— Begin Source passage —

Long Cold Winter is the second studio album by American glam metal band Cinderella. It was released in July 1988 on Mercury Records.

The record reached No. 10 in the US and became double-platinum for shipping two million copies in the US by the end of the year, just as their debut album Night Songs had done earlier. It was later certified triple platinum.
The album features four singles, which all charted on the Billboard Hot 100. "Don't Know What You Got (Till It's Gone)", the band's highest-charting single, reached No. 12, "The Last Mile" reached No. 36, "Coming Home" reached No. 20, and "Gypsy Road" hit No. 51, more than a year after the release of the album.

Reception

The album received mixed-to-positive reviews. Music critics remarked the shift of the band's musical style from the clichéd glam metal of their debut to more blues-oriented compositions, but they did not agree in the evaluation of the songs' quality. Contemporary reviewers criticized the album for being "too bluesy" and too derivative of other more famous bands' influences. Only Rock Hard reviewer considered Long Cold Winter "a surprisingly strong rock'n'roll album, rough, unpolished, powerful, but still melodious", and praised Keifer's vocals and the level of songwriting.

Modern reviews are similarly polarized. Steve Huey of AllMusic reviewed Long Cold Winter as "a transition album for Cinderella, mixing pop-metal tunes with better hooks than those on Night Songs with a newfound penchant for gritty blues-rock à la the Stones or Aerosmith", and further explained his rating by saying "[not] all of the songs are memorable, but most of them are". Canadian journalist Martin Popoff was harsher in his judgement and wrote that Cinderella strived to be "a next Stones or Aerosmith, not realizing that such talents are both rare and natural, and that without the gift and conviction, [their] attempt reeks of imitation and crass commercialism." Twenty-two years after its release, Geoff Barton re-evaluated the album for the British magazine Classic Rock, praised the band for their change of musical style and called Long Cold Winter "a minor classic." In 2019, Chuck Eddy of Rolling Stone also praised the album and wrote that "in retrospect Long Cold Winter ranks with any blues-rock of the Eighties".

— End Source passage —
— Begin Information supplied —

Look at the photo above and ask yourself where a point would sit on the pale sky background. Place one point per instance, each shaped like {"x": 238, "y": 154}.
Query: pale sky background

— End Information supplied —

**Stated problem**: Reproduce everything in the Long Cold Winter text above, from "Long Cold Winter is" down to "certified triple platinum.".

**Output for this exercise**:
Long Cold Winter is the second studio album by American glam metal band Cinderella. It was released in July 1988 on Mercury Records.

The record reached No. 10 in the US and became double-platinum for shipping two million copies in the US by the end of the year, just as their debut album Night Songs had done earlier. It was later certified triple platinum.